Thursday, October 21, 2004

Job update for the day.

So, I had my screening interview with the recruiter from Google yesterday. And that went well, we just kind of BS'd for a few minutes. Then we set up a technical interview over the phone for today. I'm going to give a rundown of what today's interview was like, in case anyone cares.

First Question:
Write a function (in whatever language you want) to find the next prime number after a given number. I decided to do mine in C.
So, the function declaration was something like: int nextPrime(int num);
If you want to, you should write the function, and I'll tell you how you do. This question was actually pretty cool, because I learned quite a bit in it. My interviewer (Mark) was very familiar with C, and taught me a few thing. I came up with a decent solution, then we talked about it... and made it better.

Then we talked a little bit about the representation of doubles in memory, and, if they can misrepresent an int.

Second Question:
If I gave you K sorted arrays, each of size N, how would you put them into one big array, and what would the big-O of the procedure be?
The first solution I came up with was to use a minheap.
Then we talked about what if the arrays were so big, that only 2 of them could fit in memory at one time (there is 2N available in memory). My first solution worked for this, but would have been slow b/c of harddrive accesses. So, I came up with another solution that merged 2 of them together. then merge the next 2 together...
The big-O of both of the solutions was O(KN log K). But, the second was better, because it had less disk accesses.

BSing
I asked him about his job. He loves it. Everyone there loves it. Its the best place on earth to work. He said I did pretty well in the interview. We'll see how it goes.

Funny Sidenote:
Sometime during the interview, my cell phone rang twice. Both times, it was WSU Career Services trying to reach me. They called to set Deloitte up to interview me. This would be a decent job, because I think they pay extremely well. And, I want to get a higher pay job than my roommate, because he thinks Electrical Engineering is a more valuable degree. I guess Dan and I are just competitive :)

Thanks for playing.

14 comments:

Anonymous said...

I blew my Amazon.com technical interview, I spent about 30 minutes in trying to explain what a hash table was, unfortunally I didn't get to the second lines of interviews. And for Bain, I should've done better on preparing for case study interviews.

So the run down
Me vs. Companys
0 v 1 Harris
0 v 1 Bain
0 v 1 Amazon
0 v 1 Bank of America
? v ? Computer Science Corporation

Well good luck with Google and Deloitte

-Ron

Anonymous said...
This comment has been removed by a blog administrator.
Anonymous said...

hrm... stupid IE, and double posting

Adam Phillabaum said...

Thanks Ron!
I'll keep this up-to-date with any info. Good luck with your interviews.

At least you got an interview with Amazon, they never got back to me. Bastards.

I hope you're having fun at school.

Anonymous said...

isn't the complexity for your minheap algorithm O (KN Log KN) since each insertion to the binary heap worst case is O (log KN)?

◆ **Task brief**
Rewrite the Google interview post between "The big-O of both" and "how it goes.", inclusive, changing "disk" to "hard drive".

Records:
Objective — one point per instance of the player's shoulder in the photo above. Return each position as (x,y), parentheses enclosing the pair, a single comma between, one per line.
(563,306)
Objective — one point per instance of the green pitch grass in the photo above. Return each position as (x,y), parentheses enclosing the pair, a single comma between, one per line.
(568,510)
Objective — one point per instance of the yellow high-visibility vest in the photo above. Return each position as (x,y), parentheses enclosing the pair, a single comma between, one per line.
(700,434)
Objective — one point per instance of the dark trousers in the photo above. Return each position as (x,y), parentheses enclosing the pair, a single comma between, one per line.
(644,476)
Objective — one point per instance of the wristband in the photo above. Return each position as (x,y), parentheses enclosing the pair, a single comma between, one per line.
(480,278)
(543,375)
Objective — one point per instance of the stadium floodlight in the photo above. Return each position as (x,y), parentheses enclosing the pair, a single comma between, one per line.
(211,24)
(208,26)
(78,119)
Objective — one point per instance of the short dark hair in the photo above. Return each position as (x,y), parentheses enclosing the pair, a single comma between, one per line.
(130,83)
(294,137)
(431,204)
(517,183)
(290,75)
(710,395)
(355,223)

--

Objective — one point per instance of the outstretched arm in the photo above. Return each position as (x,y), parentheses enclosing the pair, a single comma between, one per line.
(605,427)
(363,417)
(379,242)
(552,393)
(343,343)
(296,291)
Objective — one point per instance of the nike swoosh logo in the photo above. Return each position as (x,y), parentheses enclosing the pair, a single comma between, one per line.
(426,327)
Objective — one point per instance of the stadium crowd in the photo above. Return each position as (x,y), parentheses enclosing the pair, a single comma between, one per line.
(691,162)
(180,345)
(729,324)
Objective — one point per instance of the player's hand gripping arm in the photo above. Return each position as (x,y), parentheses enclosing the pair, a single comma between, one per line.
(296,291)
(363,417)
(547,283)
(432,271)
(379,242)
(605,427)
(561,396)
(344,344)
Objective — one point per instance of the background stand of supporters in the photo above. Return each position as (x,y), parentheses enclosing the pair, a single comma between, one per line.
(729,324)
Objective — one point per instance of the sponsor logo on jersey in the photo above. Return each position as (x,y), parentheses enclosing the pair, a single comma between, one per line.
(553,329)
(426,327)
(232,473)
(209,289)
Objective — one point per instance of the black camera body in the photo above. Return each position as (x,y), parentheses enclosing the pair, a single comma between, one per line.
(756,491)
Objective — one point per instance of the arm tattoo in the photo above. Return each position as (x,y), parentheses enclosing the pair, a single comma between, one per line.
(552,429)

◆ **Task output**
The big-O of both of the solutions was O(KN log K). But, the second was better, because it had less hard drive accesses.

BSing
I asked him about his job. He loves it. Everyone there loves it. Its the best place on earth to work. He said I did pretty well in the interview. We'll see how it goes.